Quoted passage.
|---|

LABOUR LAWS, which have so far remained outside the purview of
the country's economic reforms, are in for a drastic overhaul in
the months ahead with the Union Finance Minister, Mr. Yashwant
Sinha, informing Parliament that the Government ``was convinced''
that the changes were required to take the reforms forward.
To begin with, the Government's intent to amend two laws - the
Industrial Disputes Act and the Contract Labour Act - has been
announced. While the procedure to amend these two laws will
commence shortly, the wide sweep these legislations have over the
nation's workers, is an indication of the broad level of changes
that are to occur. In a way, the two proposed amendments have an
impact on the structure of labour relations in the country in
that they are to encompass a significant majority of the nation's
workforce. Simply put, the level of protection now sured by law
to labour is in for a drastic change.
The Industrial Disputes Act (ID Act) now mandates that an
industrial establishment employing more than 100 workers should
seek the Government's nod prior to closure. The Government's
proposal is to increase this limit to 1,000 workers. This will
imply that industrial establishments with a workforce of up to
1,000 employees can resort to lay-off without seeking Government
clearance. To discourage indiscriminate closures, the Government
proposes to increase the separation package from the present 15
days' wages for every year worked to 45 days.
Seen along with the thinking to repeal the Sick Industries
Companies Act (SICA) and the sweeping changes to be brought in
the Contract Labour (Regulation and Abolition) Act, the emerging
picture is that of an overhaul in labour laws. The crucial change
to be effected in the contract labour law is in doing away with
the distinction of core and non-core activities as a basis for
outsourcing.

|---|

Data lines.

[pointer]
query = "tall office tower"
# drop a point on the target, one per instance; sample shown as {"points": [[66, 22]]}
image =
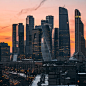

|---|

Task objective. List every law that the passage on India's labour law overhaul mentions by name.

The output.
- Industrial Disputes Act (ID Act)
- Contract Labour Act, also called the Contract Labour (Regulation and Abolition) Act
- Sick Industries Companies Act (SICA)